# Aim:
Reproduce word for word the rows that start with the line containing "Pick out every instance of the raised" and run through the end of the rows, with both ends included. Omit the pictures.
:::
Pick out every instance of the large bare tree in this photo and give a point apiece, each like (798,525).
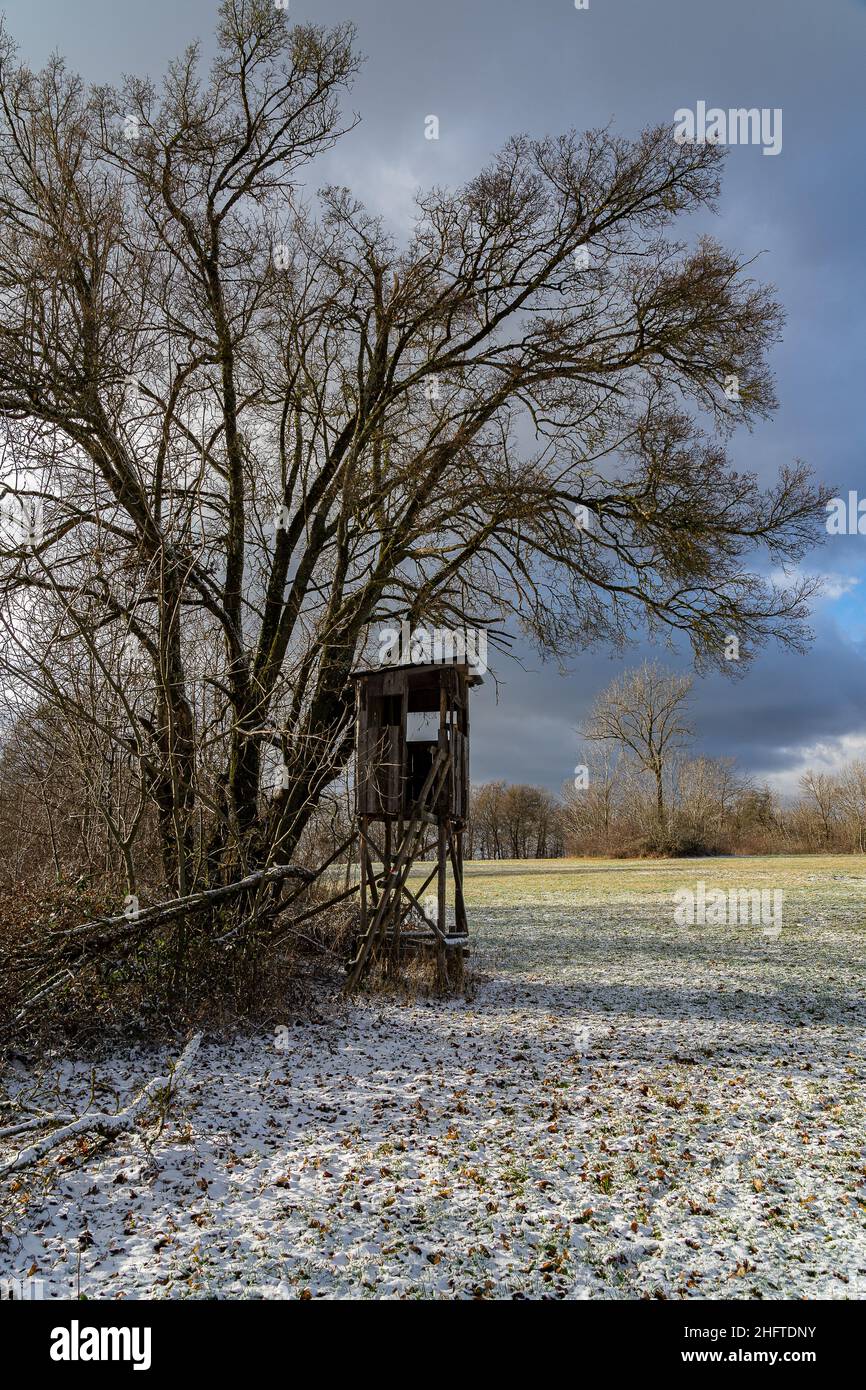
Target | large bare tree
(246,427)
(642,713)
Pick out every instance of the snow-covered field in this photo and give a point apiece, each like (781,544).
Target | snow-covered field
(626,1108)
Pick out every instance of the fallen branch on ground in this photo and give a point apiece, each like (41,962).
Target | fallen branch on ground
(102,1123)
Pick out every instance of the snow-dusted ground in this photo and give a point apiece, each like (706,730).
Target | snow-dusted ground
(626,1108)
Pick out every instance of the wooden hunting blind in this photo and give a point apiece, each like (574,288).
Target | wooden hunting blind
(412,799)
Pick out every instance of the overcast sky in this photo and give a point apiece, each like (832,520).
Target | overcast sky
(488,68)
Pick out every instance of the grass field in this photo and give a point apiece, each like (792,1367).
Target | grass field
(623,1108)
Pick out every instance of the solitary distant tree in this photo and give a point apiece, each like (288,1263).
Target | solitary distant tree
(644,712)
(243,431)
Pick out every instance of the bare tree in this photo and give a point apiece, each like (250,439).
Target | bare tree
(822,794)
(253,431)
(852,799)
(644,712)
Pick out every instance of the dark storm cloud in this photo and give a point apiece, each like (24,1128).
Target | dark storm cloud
(489,68)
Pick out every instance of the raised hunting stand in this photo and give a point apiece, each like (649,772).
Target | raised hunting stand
(413,781)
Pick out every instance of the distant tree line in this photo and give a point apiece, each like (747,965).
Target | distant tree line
(713,809)
(637,791)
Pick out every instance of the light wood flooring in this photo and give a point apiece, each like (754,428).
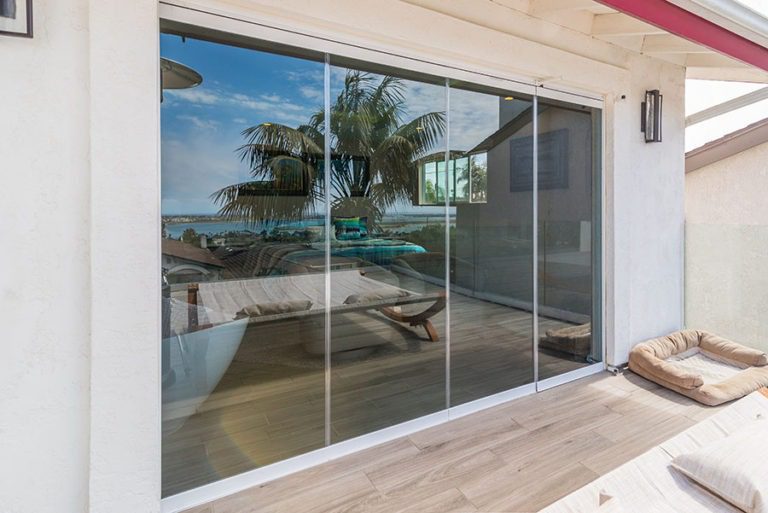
:::
# Exercise result:
Pick out every instance of the raised hunting stand in this photo and give a point apiece, each like (649,772).
Target | raised hunting stand
(413,781)
Pick out every instance of the distant tree line in this photo and give a point apiece, each like (747,965).
Target | distant tree line
(713,809)
(637,791)
Pick out every instance of the light wood flooring in this photo and give a point apiece, each like (754,428).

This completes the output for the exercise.